Problem statement: Could you return the data below exactly as it appears?

(Dataset items)
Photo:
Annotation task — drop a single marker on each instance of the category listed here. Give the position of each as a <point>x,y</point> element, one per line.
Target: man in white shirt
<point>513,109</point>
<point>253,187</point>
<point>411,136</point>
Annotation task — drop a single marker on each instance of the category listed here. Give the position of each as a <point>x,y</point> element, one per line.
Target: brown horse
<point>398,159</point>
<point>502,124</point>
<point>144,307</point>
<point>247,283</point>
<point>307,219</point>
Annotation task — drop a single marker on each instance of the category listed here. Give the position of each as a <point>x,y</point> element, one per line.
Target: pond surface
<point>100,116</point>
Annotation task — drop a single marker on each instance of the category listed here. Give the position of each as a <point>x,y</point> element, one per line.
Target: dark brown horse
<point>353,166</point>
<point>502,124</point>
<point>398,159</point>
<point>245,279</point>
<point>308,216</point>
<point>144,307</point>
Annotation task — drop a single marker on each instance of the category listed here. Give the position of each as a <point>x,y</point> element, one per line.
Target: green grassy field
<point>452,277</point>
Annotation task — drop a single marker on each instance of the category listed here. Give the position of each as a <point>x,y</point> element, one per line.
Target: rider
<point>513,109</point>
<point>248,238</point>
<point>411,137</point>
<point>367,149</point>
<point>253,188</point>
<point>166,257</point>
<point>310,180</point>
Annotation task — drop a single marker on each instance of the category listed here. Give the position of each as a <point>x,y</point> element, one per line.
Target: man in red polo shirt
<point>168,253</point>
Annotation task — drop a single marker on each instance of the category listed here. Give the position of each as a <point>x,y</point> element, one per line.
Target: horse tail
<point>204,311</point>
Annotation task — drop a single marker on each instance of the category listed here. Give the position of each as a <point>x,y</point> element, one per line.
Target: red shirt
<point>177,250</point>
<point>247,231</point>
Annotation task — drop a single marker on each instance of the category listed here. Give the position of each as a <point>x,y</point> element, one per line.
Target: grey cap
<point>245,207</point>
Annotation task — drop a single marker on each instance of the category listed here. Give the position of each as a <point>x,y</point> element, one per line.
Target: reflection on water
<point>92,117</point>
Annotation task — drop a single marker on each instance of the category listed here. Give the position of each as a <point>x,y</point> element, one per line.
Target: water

Reply:
Photo:
Annotation task — drop a single marker on each instance of the category listed here. Give the position of each as a <point>x,y</point> element, one per line.
Target: man in white shirt
<point>513,109</point>
<point>253,187</point>
<point>411,136</point>
Annotation task — drop a single marker on each instance of the category listed here. Give the position of each as a <point>x,y</point> element, one per line.
Target: brown horse
<point>398,159</point>
<point>502,124</point>
<point>144,307</point>
<point>247,283</point>
<point>307,219</point>
Annotation task — drop a single marker on each instance of the category listed here. Give the position of each as a <point>x,y</point> element, one per line.
Target: pond surface
<point>100,116</point>
Annotation task — drop a single marker on each instance of the category listed here. Give the position of each as a <point>x,y</point> element, one per line.
Target: dark brown horse
<point>353,166</point>
<point>502,124</point>
<point>398,159</point>
<point>245,279</point>
<point>308,216</point>
<point>144,307</point>
Annotation task — drop a single marker on each instance of the category listed here. Give the position of each as a <point>x,y</point> element, one per line.
Target: green grassy field
<point>452,277</point>
Annotation task — drop a single marker on each instance of the category listed here. Give the position of each as a <point>x,y</point> element, one per line.
Target: rider
<point>513,109</point>
<point>248,238</point>
<point>411,137</point>
<point>367,149</point>
<point>253,188</point>
<point>166,257</point>
<point>310,180</point>
Annotation task — drop a single marker on each instance of the category listed here. Give the position of each as a <point>x,y</point> element, one per line.
Target: man in red polo shirt
<point>168,253</point>
Annotation task — drop a single marker on each instance of the category listed here. Give the position of each as a <point>x,y</point> element, one per line.
Target: horse tail
<point>204,311</point>
Annotation task — drop a single marker on each instance of the category listed here. Give the position of each as a <point>x,y</point> element, one per line.
Target: red shirt
<point>177,250</point>
<point>247,231</point>
Annotation task — drop a single marker on each instance of the category listed here. Give the position of each as a <point>x,y</point> element, one per line.
Target: grey cap
<point>245,207</point>
Annotation task — drop a single marker on each instance of the category listed here. Give the position of each as a <point>x,y</point> element, one per line.
Target: reflection on water
<point>92,117</point>
Annotation task — drop a single marker on each instance of the category listed here. Give the position of each as a <point>x,y</point> element, one per line.
Target: water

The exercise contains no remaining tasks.